**Provided text**:
⟨
Saturday, April 11, 2015

"The Longest Ride" is another layered love story from Sparks, with a touch of Douglas Sirk

George Tillman’s new layered melodrama “The Longest Ride”, based on a novel by Nicholas Sparks (“The Notebook”) comes across as a 1950s Douglas Sirk piece.  It also provides a nice lesson in good karma.
The outer story, in present day, concerns a graduating college senior Sophia (Britt Robertson), expecting a paid internship in an art museum in New York, meets a bronco rider Luke Collins (Scott Eastwood, son of Clint Eastwood and an emerging star on his own, which is what Clint wants) at a rodeo.  They quickly start a romance.
Luke has a lot of street smarts, and also his own medical history (not very visible) that makes his continuing to ride dangerous.  Returning from a rodeo at night in a thunderstorm, Luke sees a car in front run off the road.  Luke rescues the driver, Ira (Alan Alda) and Sophia, at Ira’s begging, saves a basket of letters before the car explodes. 
Soon the couple befriends Ira, now a widower.  The letters (and again, we have the handwritten letter used as a movie or novel plot conduit, so common in English literature) tell the story of another challenged marriage between Ira (Jack Huston when young) and Ruth (Oona Chaplin).  Just before Pearl Harbor, Ruth told Ira she wanted a big family with lots of kids.  When Ira goes to war, he rescues another soldier in the trenches in France.  He gets wounded, and after the wound gets infected, he is unable to father children.
⟩
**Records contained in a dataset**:
⟨
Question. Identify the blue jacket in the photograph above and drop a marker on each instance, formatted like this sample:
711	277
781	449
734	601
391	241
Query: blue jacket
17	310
⟩
**Set of tasks**:
(a) In the review, what does Sophia save from Ira's car before it explodes?
(b) Duplicate the part of the review from "George Tillman’s new" up to and including "in good karma.".

**Outputs by task**:
(a) A basket of letters.

(b)
George Tillman’s new layered melodrama “The Longest Ride”, based on a novel by Nicholas Sparks (“The Notebook”) comes across as a 1950s Douglas Sirk piece.  It also provides a nice lesson in good karma.